#### [PROBLEMS AND TASKS]
a) Repeat the piece on SA's economic outlook for 2021 word for word, from "Also encouraging is" to "rating downgrades unlikely.".
b) Sum up the piece on SA's economic outlook for 2021 in two sentences.
c) In the piece on SA's economic outlook for 2021, list every area where global spillovers are expected to support SA in the second half of the year.

Hopes that 2021 would be SA’s big bounce-back year started to waver in early January as horror mounted over the state’s failure to present a cogent vaccine strategy.
Economists started flagging the downside risks to SA’s growth outlook, driven by the absence of vaccines, fiscal sustainability fears, and a resurgence in load-shedding. But some remain optimistic about SA’s growth prospects in 2021. And, crucially, this is irrespective of whether the government makes much progress on the economic reform front.
The above-consensus forecasts of economists such as Standard Bank’s Goolam Ballim and Old Mutual’s Johann Els, who both expect real GDP growth to exceed 4.5% in 2021, are driven by technical base and inventory effects, coupled with expectations of a robust global recovery.
Aside from the technical boost arising from the fact that the economy will be bouncing off an exceedingly low base of about -7%, the other big lift to GDP is expected to come from a powerful swing in the inventory cycle. Firms will be forced to restock after inventories took a record plunge in 2020.
In addition, the global economy and capital inflows are set to remain supportive due to a vaccine-induced recovery in the developed world. These spillovers should take hold in the second half, supporting SA in terms of export demand, commodity prices, rand stability and credit risk.
Also encouraging is that the 2020/2021 budget is headed for a substantial revenue overrun. This will create the fiscal space to pay for vaccines and allow the state to reduce bond issuance while obviating the need for draconian tax hikes. As long as the government continues to hold the line on the public sector wage freeze, this makes further sovereign credit rating downgrades unlikely.
The bears (who see growth coming in below 3% in 2021) tend to emphasise SA’s vaccine bungle, load-shedding and the dire state of the labour market — the economy shed a net 1.7-million jobs in 2020 and household income took a huge hit.
The bulls counter that most of the jobs lost were among lower-income workers (muting the effect on total consumption), that higher-income earners were insulated by the stock market rally, and that by the end of 2020, household income had already recovered a lot of lost ground. They expect household consumption to pick up modestly in 2021 and next due to pent-up demand.
But even the bulls agree that SA’s vaccine rollout and the extent of load-shedding will be decisive in terms of our economic recovery. Key will be not just the prevalence and effectiveness of vaccines, but whether the government can avoid responding to ongoing waves of the pandemic with stringent and irrational lockdown restrictions.

#### [SUPPLIED MATERIAL]
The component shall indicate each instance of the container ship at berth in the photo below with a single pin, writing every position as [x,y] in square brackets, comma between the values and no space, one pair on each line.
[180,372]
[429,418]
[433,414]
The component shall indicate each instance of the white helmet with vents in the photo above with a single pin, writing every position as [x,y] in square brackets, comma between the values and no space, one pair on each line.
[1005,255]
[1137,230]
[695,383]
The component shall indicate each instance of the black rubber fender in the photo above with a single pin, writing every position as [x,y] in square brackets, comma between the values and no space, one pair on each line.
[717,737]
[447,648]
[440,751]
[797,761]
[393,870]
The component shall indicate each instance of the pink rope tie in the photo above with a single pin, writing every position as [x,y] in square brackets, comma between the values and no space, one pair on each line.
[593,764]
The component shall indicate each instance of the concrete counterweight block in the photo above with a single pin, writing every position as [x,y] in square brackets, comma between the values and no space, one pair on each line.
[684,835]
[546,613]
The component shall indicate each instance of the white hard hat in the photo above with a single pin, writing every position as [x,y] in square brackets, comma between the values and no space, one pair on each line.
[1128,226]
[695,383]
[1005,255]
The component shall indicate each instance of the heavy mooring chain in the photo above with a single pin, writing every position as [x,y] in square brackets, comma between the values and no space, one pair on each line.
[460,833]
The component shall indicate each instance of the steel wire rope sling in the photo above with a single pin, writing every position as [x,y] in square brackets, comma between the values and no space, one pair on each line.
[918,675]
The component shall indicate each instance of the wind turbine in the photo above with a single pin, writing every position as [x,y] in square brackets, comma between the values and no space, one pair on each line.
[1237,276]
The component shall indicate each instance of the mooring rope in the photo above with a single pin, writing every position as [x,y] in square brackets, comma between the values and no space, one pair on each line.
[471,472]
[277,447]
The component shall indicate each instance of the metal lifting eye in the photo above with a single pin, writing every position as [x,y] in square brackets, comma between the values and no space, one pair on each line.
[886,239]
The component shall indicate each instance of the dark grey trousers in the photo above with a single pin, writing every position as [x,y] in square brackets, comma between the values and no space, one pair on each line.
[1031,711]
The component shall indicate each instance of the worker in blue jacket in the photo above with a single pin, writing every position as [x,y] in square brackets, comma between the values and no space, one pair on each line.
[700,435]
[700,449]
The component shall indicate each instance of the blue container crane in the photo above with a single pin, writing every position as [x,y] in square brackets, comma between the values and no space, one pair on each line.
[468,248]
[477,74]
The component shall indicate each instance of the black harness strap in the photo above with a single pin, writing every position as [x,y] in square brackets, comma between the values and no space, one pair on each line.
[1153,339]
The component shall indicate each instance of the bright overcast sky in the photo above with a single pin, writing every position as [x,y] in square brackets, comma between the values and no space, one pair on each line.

#### [ANSWERS FOR THE EXERCISE]
a)
Also encouraging is that the 2020/2021 budget is headed for a substantial revenue overrun. This will create the fiscal space to pay for vaccines and allow the state to reduce bond issuance while obviating the need for draconian tax hikes. As long as the government continues to hold the line on the public sector wage freeze, this makes further sovereign credit rating downgrades unlikely.

b) Some economists, including Goolam Ballim and Johann Els, expect SA's real GDP to grow by more than 4.5% in 2021 because of base and inventory effects and a strong global recovery, and a budget revenue overrun should help pay for vaccines. Others see growth below 3% because of the vaccine bungle, load-shedding and heavy job losses, and even the optimists agree that the vaccine rollout and load-shedding will decide the recovery.

c)
- Export demand
- Commodity prices
- Rand stability
- Credit risk